### Work to complete:
In the article on Claire Lai's letter to Eileen Gu, which newspaper published the letter?

### Selected passage:

◇ ◇ ◇ ◇ ◇ ◇ ◇

Claire Lai, daughter of Hong Kong media mogul turned political prisoner Jimmy lai, published a letter this weekend to Chinese Olympic champion Eileen Gu asking her to appeal to the Communist Party for her father’s freedom.
“I believe that you — a celebrated member of the Chinese Olympic team and someone deeply respected within Chinese society — could be a catalyst for a humanitarian gesture by the Chinese government,” the younger Lai wrote in the letter, published in the New York Post. “I appeal to your stated desire to be a ‘force for good.’”
Eileen Gu, referred to in Chinese state propaganda as “Gu Ailing,” is a world champion freestyle skier who has won six Olympic medals in her career, including three at the recently culminated 2026 Milan-Cortina Winter Olympics. This year, Gu won two silver medals and one gold for China. Gu was born and raised in America and attends Stanford University, yet chose to compete for the Chinese Communist Party beginning with the 2022 Beijing Winter Olympics, an event widely condemned and protested in response to China’s ongoing genocide of Uyghur and other non-Han ethnic groups in occupied East Turkistan. Gu has consistently refused to address the human rights atrocities of her adoptive country, including declaring that the Uyghur genocide was not her “business” last week.

◇ ◇ ◇ ◇ ◇ ◇ ◇

### Provided information:

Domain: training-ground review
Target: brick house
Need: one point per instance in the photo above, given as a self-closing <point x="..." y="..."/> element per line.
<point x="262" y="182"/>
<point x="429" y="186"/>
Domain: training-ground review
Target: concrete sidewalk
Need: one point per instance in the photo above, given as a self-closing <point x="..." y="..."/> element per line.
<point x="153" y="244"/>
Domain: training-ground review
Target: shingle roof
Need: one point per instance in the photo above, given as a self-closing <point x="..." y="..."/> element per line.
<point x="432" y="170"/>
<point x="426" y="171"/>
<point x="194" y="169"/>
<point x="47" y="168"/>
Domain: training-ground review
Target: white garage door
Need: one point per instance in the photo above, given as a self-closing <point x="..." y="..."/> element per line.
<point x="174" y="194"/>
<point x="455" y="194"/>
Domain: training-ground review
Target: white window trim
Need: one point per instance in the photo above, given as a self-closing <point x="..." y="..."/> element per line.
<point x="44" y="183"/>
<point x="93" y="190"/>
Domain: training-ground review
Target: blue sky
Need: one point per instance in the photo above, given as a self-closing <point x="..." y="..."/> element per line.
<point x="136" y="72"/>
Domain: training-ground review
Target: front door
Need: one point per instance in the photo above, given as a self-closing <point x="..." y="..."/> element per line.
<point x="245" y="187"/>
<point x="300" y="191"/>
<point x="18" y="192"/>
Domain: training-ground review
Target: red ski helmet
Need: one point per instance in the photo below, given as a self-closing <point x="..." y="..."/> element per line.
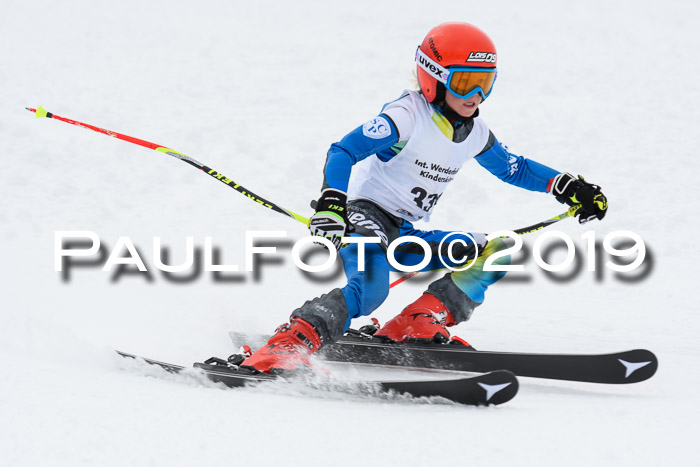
<point x="459" y="56"/>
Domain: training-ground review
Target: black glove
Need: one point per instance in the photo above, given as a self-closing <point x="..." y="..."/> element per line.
<point x="576" y="191"/>
<point x="331" y="218"/>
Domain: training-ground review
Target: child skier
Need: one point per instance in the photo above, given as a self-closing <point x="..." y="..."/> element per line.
<point x="419" y="142"/>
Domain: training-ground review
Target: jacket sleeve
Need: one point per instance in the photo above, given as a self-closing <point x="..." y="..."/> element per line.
<point x="374" y="137"/>
<point x="516" y="170"/>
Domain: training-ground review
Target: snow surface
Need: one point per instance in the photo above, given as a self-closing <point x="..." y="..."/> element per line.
<point x="258" y="90"/>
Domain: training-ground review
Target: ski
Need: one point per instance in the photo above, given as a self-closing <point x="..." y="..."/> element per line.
<point x="493" y="388"/>
<point x="630" y="366"/>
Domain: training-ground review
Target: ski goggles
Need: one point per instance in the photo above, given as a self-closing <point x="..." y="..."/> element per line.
<point x="461" y="81"/>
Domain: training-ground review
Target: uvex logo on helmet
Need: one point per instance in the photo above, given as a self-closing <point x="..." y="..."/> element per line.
<point x="483" y="57"/>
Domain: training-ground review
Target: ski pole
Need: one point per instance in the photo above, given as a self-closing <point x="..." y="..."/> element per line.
<point x="41" y="112"/>
<point x="522" y="231"/>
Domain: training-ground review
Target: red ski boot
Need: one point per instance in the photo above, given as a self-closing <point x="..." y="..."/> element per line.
<point x="289" y="348"/>
<point x="425" y="319"/>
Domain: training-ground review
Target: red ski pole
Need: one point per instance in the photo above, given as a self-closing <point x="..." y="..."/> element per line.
<point x="41" y="112"/>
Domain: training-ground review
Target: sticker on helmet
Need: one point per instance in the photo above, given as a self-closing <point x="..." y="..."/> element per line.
<point x="482" y="57"/>
<point x="377" y="128"/>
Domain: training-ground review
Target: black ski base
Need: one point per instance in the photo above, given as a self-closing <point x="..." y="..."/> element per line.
<point x="630" y="366"/>
<point x="492" y="388"/>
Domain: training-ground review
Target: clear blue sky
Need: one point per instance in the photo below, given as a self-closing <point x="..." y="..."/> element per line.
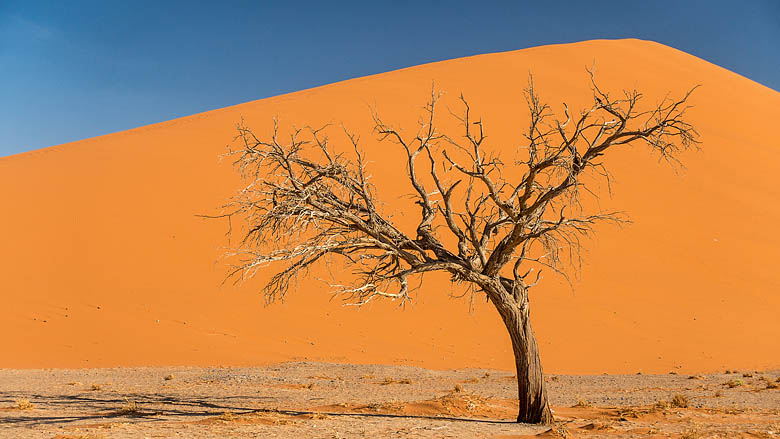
<point x="76" y="69"/>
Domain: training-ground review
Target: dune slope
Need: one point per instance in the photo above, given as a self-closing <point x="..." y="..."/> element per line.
<point x="105" y="263"/>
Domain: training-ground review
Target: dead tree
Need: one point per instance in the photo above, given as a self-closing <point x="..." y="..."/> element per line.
<point x="492" y="226"/>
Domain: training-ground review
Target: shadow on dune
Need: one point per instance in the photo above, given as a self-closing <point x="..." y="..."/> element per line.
<point x="66" y="409"/>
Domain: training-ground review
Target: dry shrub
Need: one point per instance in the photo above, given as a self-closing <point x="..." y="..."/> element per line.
<point x="24" y="404"/>
<point x="680" y="401"/>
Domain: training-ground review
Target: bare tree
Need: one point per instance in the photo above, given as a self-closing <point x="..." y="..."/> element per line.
<point x="492" y="226"/>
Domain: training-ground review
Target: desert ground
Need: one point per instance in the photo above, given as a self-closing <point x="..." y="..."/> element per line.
<point x="326" y="400"/>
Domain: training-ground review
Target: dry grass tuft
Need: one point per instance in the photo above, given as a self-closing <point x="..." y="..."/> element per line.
<point x="629" y="412"/>
<point x="581" y="402"/>
<point x="559" y="430"/>
<point x="130" y="408"/>
<point x="227" y="416"/>
<point x="691" y="434"/>
<point x="680" y="401"/>
<point x="24" y="404"/>
<point x="734" y="383"/>
<point x="662" y="405"/>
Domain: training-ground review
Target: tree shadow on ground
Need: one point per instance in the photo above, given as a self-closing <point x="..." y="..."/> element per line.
<point x="153" y="407"/>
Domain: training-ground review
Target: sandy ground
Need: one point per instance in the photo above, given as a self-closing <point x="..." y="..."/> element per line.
<point x="104" y="233"/>
<point x="324" y="400"/>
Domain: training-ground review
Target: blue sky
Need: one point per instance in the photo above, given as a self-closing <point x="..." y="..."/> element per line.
<point x="76" y="69"/>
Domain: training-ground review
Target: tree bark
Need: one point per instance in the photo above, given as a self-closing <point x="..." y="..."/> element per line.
<point x="534" y="407"/>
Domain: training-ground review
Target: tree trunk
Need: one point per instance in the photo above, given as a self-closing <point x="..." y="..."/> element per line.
<point x="531" y="392"/>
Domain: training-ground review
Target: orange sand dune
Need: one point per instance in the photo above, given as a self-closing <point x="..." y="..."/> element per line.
<point x="104" y="262"/>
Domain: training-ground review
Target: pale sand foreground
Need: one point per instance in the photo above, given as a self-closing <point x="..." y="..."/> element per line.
<point x="321" y="400"/>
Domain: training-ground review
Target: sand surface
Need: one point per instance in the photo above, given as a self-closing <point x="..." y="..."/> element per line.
<point x="104" y="262"/>
<point x="319" y="400"/>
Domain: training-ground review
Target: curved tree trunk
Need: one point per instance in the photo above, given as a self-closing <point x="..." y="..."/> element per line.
<point x="534" y="407"/>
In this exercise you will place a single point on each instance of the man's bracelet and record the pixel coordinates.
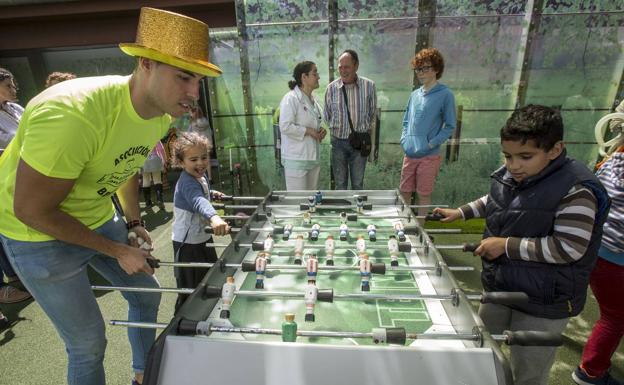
(135, 223)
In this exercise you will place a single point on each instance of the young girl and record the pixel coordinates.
(192, 211)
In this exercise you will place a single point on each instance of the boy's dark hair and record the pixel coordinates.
(431, 55)
(353, 54)
(543, 125)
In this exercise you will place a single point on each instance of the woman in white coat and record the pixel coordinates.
(300, 126)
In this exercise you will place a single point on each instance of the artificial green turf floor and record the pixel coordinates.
(32, 353)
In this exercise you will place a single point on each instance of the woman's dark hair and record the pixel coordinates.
(431, 55)
(543, 125)
(5, 74)
(301, 68)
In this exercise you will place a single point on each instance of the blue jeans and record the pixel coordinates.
(55, 273)
(347, 162)
(5, 267)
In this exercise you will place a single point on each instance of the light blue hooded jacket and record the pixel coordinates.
(429, 120)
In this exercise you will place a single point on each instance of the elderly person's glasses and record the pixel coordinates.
(423, 69)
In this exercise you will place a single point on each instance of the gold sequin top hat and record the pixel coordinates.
(173, 39)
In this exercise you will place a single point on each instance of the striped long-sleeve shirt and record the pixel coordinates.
(362, 98)
(574, 221)
(611, 174)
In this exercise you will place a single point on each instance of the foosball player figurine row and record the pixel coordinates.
(330, 246)
(287, 230)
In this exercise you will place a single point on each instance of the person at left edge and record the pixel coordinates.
(55, 205)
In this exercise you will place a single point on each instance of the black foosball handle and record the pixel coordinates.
(434, 217)
(248, 266)
(405, 247)
(533, 338)
(378, 268)
(508, 298)
(212, 292)
(470, 247)
(153, 262)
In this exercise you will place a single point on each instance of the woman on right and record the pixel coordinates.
(607, 278)
(300, 126)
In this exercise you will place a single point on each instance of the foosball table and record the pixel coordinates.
(329, 287)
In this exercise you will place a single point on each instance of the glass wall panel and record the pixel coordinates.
(90, 62)
(348, 9)
(20, 68)
(483, 7)
(580, 76)
(262, 11)
(582, 6)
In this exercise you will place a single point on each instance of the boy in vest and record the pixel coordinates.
(543, 225)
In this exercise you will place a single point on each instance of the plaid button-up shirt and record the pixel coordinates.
(362, 98)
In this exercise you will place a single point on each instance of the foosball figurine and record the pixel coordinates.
(316, 229)
(359, 205)
(393, 249)
(312, 268)
(268, 247)
(344, 232)
(298, 249)
(227, 295)
(260, 270)
(318, 197)
(360, 245)
(365, 272)
(311, 204)
(330, 246)
(400, 231)
(287, 232)
(289, 328)
(310, 295)
(372, 232)
(270, 217)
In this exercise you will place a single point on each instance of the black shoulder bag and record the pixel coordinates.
(360, 141)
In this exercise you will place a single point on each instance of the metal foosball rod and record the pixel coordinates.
(319, 197)
(249, 266)
(391, 336)
(307, 217)
(328, 295)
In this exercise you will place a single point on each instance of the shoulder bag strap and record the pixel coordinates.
(344, 93)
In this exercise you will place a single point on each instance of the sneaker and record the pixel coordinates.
(4, 322)
(9, 294)
(580, 377)
(12, 279)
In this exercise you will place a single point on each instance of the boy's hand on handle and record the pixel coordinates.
(219, 226)
(217, 195)
(491, 248)
(139, 237)
(134, 260)
(322, 134)
(449, 215)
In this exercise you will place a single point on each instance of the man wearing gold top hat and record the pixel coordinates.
(79, 142)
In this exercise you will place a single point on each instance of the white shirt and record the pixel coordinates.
(298, 111)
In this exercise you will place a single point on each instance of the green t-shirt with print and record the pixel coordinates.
(86, 130)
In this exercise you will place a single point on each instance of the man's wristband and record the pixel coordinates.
(135, 223)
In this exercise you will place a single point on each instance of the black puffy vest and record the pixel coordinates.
(528, 209)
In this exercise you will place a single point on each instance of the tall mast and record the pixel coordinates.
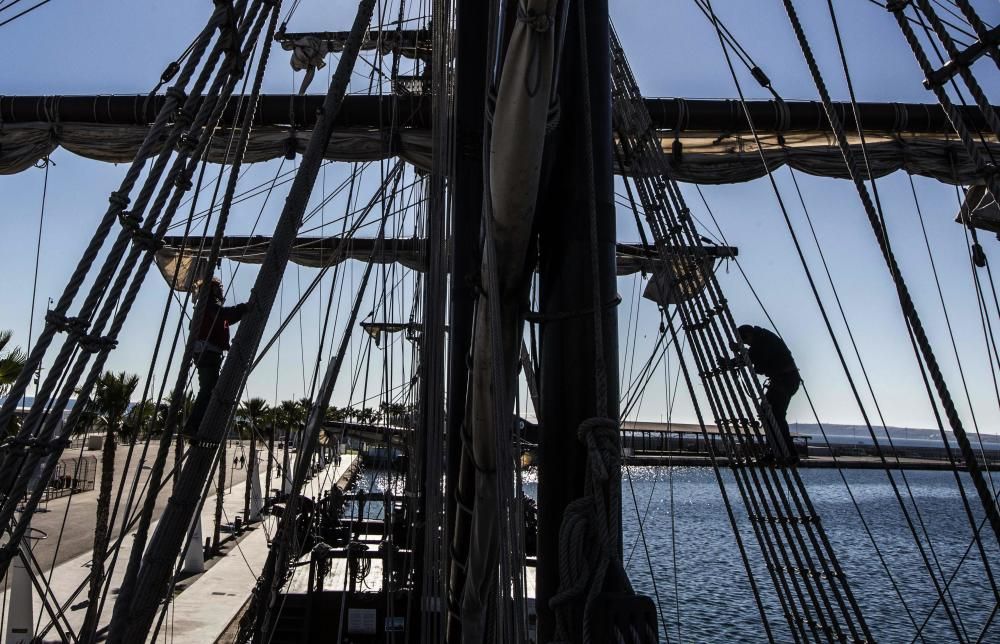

◇ ◇ ◇ ◇ ◇ ◇ ◇

### Reply:
The New York Post